DATASET EXTRACT:
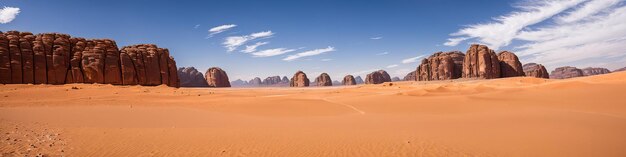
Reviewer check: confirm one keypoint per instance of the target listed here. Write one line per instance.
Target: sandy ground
(502, 117)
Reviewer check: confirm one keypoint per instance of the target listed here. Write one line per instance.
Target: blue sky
(338, 37)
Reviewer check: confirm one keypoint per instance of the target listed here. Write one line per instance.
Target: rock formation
(595, 71)
(323, 80)
(411, 76)
(216, 77)
(191, 77)
(53, 58)
(481, 62)
(566, 72)
(348, 80)
(377, 77)
(394, 79)
(299, 80)
(510, 66)
(441, 66)
(359, 80)
(255, 82)
(535, 70)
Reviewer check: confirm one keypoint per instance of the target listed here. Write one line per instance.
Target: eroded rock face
(324, 80)
(216, 77)
(348, 80)
(566, 72)
(535, 70)
(411, 76)
(595, 71)
(441, 66)
(377, 77)
(53, 58)
(191, 77)
(299, 79)
(481, 62)
(510, 66)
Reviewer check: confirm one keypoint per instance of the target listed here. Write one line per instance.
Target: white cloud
(220, 29)
(231, 43)
(411, 60)
(505, 28)
(252, 48)
(384, 53)
(8, 14)
(309, 53)
(392, 66)
(271, 52)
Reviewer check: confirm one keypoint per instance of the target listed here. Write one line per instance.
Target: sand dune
(517, 116)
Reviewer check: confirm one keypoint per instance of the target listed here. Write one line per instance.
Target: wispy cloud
(411, 60)
(220, 29)
(8, 14)
(231, 43)
(309, 53)
(392, 66)
(383, 53)
(252, 48)
(271, 52)
(505, 28)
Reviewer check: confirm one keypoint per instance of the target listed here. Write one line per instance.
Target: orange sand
(502, 117)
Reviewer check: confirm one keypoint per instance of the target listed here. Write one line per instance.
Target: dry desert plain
(519, 116)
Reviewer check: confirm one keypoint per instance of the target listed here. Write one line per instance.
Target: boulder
(216, 77)
(535, 70)
(348, 80)
(299, 79)
(324, 80)
(411, 76)
(481, 62)
(510, 66)
(595, 71)
(191, 77)
(441, 66)
(566, 72)
(359, 80)
(377, 77)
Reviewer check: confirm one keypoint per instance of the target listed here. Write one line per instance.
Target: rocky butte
(191, 77)
(377, 77)
(299, 79)
(216, 77)
(54, 58)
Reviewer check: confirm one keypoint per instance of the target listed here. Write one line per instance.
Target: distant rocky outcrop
(481, 62)
(510, 66)
(255, 82)
(535, 70)
(411, 76)
(566, 72)
(359, 80)
(54, 58)
(191, 77)
(323, 80)
(377, 77)
(348, 80)
(299, 79)
(394, 79)
(441, 66)
(239, 83)
(595, 71)
(216, 77)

DO THIS: Reproduce the full listing faithfully, but do not carry over any pictures.

SOLVED EXERCISE:
Reviewer check: confirm one keypoint per instance of the target listed here. Write one line per instance.
Target: sandy ground
(502, 117)
Reviewer check: confirm one keypoint per instance of the target listed here. Write one line per instance.
Target: blue sky
(338, 37)
Reviewer check: confirm one keypoint per instance of the target listed here. Write one line per instance.
Target: rock formation
(595, 71)
(323, 80)
(411, 76)
(216, 77)
(191, 77)
(53, 58)
(481, 62)
(566, 72)
(348, 80)
(377, 77)
(394, 79)
(299, 80)
(510, 66)
(441, 66)
(359, 80)
(255, 82)
(535, 70)
Reviewer check: confirm one keypoint per instance of the target listed here. Write one line per instance.
Target: eroded rock face
(324, 80)
(216, 77)
(348, 80)
(566, 72)
(535, 70)
(411, 76)
(595, 71)
(441, 66)
(377, 77)
(53, 58)
(191, 77)
(299, 79)
(481, 62)
(510, 66)
Reviewer check: confirm one keypoint per instance of the target listed here. Write one line per instance.
Target: white cloud
(220, 29)
(231, 43)
(411, 60)
(505, 28)
(252, 48)
(384, 53)
(8, 14)
(309, 53)
(392, 66)
(271, 52)
Reviewer check: confirm one keypoint per instance of the target listed here. Write one line per instance.
Target: sand dune
(517, 116)
Reviewer check: confirm one keypoint per instance of the target listed here. Write one line per instance.
Target: wispy cloud
(411, 60)
(220, 29)
(8, 14)
(231, 43)
(309, 53)
(392, 66)
(383, 53)
(252, 48)
(271, 52)
(505, 28)
Reviewer check: confirm one keypoint per instance of the target listed here. Write one line per instance.
Target: orange sand
(502, 117)
Reviewer check: confirm one keypoint per instance of the target listed here. Write one line per instance.
Target: dry desert plain
(519, 116)
Reviewer check: confirm one keypoint per instance of the target listed here. Write one line per instance.
Target: boulder
(216, 77)
(535, 70)
(348, 80)
(299, 79)
(324, 80)
(411, 76)
(481, 62)
(510, 66)
(595, 71)
(191, 77)
(441, 66)
(566, 72)
(359, 80)
(377, 77)
Reviewer check: confirm one keypoint per instance of the target listed here. Write one line per instance.
Target: rocky butte
(191, 77)
(377, 77)
(299, 79)
(216, 77)
(54, 58)
Reviewer check: confirm one keypoint per instance of the target listed here. Write one line per instance.
Target: distant rocky outcrop
(481, 62)
(510, 66)
(255, 82)
(535, 70)
(411, 76)
(566, 72)
(359, 80)
(54, 58)
(191, 77)
(323, 80)
(377, 77)
(348, 80)
(299, 79)
(394, 79)
(441, 66)
(239, 83)
(595, 71)
(216, 77)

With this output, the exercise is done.